Exercise aim =
Scan the listing below for "leaf", then report every line that has it.

Supplied data =
+++++

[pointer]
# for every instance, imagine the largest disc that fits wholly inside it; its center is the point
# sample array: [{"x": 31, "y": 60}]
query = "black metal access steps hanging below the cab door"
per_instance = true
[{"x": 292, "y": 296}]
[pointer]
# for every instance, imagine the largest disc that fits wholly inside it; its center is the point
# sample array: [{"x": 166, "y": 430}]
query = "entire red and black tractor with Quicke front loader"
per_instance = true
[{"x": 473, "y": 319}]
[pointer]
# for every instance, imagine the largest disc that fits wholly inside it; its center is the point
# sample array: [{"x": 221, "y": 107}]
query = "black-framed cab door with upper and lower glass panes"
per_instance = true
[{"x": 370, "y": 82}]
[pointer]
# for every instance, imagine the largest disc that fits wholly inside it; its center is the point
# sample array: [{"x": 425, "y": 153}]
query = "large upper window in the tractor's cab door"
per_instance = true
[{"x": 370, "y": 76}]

+++++

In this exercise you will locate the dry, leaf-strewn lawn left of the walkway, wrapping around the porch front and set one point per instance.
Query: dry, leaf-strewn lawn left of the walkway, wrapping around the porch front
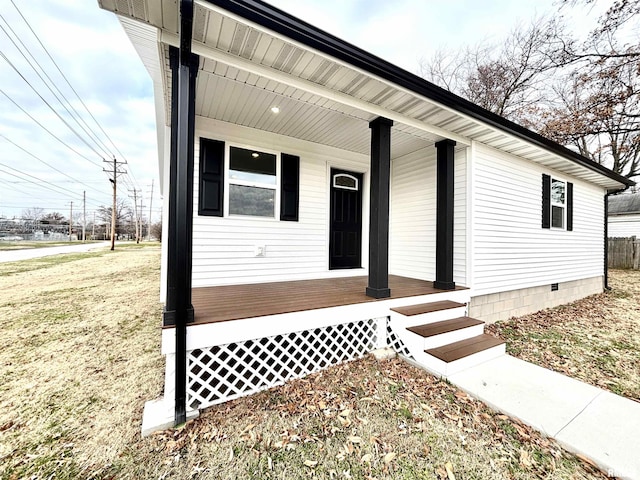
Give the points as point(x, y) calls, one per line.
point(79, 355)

+++++

Solution =
In this exercise you will locate the dry, leaf-strewn lawn left of the walkway, wrapping around the porch front and set one point per instance.
Query: dry, leaf-strewn lawn left of the walkway, wrapping around the porch front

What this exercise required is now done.